Dataset entries:
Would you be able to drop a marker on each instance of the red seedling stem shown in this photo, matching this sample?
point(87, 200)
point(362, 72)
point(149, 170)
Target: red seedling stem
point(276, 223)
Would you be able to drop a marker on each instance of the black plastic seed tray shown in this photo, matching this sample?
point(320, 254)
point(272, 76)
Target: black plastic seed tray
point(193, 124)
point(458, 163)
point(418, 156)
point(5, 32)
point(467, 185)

Problem details:
Write out the lines of the records exactly, starting at the one holding "point(320, 254)" and ending with the last line, and include no others.

Answer to this task:
point(320, 254)
point(272, 76)
Target: black plastic seed tray
point(193, 124)
point(458, 163)
point(418, 156)
point(5, 32)
point(467, 185)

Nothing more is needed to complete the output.